-- start --

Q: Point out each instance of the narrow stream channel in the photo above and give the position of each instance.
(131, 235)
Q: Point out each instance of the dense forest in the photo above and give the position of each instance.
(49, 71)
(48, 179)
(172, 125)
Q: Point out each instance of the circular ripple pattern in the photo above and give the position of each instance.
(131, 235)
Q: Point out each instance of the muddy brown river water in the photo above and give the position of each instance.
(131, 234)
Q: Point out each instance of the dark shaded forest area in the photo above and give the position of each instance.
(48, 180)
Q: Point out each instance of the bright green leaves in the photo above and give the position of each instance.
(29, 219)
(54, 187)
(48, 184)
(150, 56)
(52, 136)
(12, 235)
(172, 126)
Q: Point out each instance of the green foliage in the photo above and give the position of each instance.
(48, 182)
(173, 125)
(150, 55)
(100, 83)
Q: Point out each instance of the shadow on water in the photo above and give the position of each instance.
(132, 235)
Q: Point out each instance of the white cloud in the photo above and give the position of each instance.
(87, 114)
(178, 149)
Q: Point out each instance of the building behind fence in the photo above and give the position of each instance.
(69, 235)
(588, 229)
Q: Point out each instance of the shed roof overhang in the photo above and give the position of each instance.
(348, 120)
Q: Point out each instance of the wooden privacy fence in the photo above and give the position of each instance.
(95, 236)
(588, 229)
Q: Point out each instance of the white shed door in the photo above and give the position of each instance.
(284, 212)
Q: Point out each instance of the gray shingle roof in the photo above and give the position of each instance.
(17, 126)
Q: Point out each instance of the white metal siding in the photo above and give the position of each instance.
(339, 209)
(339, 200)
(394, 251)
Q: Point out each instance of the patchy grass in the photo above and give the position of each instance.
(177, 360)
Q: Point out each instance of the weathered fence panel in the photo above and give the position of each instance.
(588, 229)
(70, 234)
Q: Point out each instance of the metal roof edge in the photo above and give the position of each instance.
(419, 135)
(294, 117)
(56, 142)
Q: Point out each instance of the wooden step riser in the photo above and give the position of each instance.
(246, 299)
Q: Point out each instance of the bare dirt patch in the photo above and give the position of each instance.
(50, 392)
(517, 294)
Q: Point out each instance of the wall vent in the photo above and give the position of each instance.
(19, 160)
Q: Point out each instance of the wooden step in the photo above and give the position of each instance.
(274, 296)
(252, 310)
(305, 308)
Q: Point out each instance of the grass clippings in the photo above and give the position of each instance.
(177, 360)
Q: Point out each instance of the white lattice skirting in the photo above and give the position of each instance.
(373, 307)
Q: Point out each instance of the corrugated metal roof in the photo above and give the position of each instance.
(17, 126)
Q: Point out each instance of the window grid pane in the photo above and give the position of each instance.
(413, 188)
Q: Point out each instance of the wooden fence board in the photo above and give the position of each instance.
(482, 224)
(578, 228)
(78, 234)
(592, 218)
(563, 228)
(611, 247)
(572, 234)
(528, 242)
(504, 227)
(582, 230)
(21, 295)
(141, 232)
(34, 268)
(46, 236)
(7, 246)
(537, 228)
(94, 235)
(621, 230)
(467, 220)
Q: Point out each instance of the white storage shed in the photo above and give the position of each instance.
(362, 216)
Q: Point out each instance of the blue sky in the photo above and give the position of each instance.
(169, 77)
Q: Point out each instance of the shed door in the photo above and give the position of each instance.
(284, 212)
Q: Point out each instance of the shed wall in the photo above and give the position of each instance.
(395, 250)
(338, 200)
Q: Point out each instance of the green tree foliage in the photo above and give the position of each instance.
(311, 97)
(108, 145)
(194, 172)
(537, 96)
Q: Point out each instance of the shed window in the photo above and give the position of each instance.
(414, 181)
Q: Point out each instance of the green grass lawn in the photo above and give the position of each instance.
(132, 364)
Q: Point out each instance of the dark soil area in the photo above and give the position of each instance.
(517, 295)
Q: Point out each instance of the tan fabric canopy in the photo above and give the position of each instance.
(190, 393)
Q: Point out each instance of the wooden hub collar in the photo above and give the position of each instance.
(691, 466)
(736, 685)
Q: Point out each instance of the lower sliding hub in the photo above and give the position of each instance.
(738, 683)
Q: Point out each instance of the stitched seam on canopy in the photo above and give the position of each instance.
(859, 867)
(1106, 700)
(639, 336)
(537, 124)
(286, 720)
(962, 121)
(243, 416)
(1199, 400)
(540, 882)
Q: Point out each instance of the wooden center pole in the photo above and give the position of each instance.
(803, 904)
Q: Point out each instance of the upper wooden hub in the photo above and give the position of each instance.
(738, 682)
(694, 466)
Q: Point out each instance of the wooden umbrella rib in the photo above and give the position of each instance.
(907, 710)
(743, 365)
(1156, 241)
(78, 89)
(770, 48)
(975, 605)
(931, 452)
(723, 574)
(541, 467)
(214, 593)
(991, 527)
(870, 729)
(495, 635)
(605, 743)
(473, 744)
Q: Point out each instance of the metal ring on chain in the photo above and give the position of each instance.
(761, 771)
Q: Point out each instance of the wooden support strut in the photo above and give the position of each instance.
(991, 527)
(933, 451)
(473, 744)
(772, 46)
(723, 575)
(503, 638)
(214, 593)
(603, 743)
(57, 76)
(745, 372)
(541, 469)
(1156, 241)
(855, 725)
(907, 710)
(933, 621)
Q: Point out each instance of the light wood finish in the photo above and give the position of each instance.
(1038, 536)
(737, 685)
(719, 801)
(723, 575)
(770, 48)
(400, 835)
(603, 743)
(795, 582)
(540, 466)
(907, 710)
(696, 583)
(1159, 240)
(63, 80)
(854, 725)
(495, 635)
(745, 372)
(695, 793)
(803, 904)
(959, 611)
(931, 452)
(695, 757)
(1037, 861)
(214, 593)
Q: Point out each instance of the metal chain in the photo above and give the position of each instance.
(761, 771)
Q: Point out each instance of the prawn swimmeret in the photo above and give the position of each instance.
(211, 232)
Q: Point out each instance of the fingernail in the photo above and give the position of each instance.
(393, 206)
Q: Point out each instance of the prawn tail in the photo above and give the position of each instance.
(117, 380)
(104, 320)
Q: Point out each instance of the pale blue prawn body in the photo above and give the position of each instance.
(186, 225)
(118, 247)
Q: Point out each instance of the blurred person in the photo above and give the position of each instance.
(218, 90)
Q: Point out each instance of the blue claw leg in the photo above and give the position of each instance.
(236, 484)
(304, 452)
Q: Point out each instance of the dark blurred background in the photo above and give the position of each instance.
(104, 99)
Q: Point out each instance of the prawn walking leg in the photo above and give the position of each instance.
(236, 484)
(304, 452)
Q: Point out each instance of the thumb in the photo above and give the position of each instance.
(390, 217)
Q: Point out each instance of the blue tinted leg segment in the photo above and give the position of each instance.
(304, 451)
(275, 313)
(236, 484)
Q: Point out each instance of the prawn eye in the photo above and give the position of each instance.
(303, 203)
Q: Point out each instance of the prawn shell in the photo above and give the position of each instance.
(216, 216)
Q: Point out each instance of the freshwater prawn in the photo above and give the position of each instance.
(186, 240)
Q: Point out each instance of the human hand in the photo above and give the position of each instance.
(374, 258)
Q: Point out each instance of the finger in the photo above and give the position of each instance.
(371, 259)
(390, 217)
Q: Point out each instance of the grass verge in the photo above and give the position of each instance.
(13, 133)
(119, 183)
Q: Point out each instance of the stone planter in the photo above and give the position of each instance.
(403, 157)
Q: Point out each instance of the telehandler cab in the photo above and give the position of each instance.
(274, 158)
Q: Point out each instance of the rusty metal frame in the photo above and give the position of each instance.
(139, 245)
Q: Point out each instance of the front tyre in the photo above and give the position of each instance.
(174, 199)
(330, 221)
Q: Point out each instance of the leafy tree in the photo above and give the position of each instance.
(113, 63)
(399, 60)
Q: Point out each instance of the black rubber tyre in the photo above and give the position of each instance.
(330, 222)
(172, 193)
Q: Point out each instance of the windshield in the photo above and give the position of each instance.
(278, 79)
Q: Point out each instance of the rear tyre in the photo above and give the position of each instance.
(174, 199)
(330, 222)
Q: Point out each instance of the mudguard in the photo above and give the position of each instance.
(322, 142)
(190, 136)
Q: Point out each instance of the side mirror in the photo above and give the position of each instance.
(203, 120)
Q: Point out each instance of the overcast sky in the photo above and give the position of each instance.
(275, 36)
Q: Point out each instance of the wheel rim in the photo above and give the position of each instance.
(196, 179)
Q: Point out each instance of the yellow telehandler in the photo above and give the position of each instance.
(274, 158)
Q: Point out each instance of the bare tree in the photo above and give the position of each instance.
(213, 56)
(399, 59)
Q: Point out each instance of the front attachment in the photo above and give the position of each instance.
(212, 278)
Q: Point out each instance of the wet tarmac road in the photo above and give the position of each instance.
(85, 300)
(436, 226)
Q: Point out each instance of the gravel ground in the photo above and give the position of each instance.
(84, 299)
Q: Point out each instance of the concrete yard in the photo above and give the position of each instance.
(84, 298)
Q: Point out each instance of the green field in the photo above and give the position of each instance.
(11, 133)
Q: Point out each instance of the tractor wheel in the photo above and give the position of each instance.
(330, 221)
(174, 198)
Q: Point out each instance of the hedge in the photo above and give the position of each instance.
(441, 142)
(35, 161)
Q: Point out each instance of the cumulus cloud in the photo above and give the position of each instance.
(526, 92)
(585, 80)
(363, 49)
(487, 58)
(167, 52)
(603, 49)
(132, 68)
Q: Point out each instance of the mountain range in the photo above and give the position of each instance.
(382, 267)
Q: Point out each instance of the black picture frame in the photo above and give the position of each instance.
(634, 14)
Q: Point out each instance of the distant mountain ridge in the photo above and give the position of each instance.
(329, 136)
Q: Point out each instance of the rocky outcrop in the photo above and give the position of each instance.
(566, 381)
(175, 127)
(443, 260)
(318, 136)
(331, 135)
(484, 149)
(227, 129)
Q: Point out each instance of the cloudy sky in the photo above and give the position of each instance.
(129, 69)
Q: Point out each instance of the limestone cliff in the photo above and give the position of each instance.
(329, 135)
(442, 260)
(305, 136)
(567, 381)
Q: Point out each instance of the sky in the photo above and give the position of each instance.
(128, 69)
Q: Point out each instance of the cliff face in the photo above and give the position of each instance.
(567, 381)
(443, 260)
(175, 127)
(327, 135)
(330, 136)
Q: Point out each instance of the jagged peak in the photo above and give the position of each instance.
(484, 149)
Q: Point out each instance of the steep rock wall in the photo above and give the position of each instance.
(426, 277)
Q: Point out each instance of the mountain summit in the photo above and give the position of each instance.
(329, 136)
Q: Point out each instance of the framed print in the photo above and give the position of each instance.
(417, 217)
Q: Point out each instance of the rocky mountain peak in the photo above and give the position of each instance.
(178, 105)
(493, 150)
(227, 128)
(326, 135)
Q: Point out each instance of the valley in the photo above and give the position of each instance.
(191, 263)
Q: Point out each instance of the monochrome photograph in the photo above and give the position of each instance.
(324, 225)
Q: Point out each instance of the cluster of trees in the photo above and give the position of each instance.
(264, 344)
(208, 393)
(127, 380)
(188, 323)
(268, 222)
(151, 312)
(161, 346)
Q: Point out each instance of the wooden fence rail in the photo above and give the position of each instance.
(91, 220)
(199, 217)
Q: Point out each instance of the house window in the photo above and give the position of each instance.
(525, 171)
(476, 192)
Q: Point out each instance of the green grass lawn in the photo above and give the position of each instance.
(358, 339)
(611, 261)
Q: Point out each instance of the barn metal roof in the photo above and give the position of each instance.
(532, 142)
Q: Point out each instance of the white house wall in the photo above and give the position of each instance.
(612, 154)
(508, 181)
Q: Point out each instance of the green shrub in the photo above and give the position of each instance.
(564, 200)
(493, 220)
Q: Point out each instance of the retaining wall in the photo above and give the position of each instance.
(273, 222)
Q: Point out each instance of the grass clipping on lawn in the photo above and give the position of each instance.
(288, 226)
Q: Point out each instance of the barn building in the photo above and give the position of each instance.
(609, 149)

-- end --

THE EXERCISE:
Copy the data above word for word, beginning at the line that contains "Q: Point out each instance of the green shrub" and continuing through the last line of the data.

ANSWER TO THIS TASK:
Q: Point out each instance of the green shrub in the photo above and give the position of each instance.
(564, 200)
(493, 220)
Q: Point out each instance of the retaining wall in the photo above and give the position of each instance.
(273, 222)
Q: Point out each instance of the grass clipping on lawn in the photo above and give the position of each instance.
(288, 226)
Q: Point out each instance of the barn building in the photo above and give the position of each instance.
(609, 149)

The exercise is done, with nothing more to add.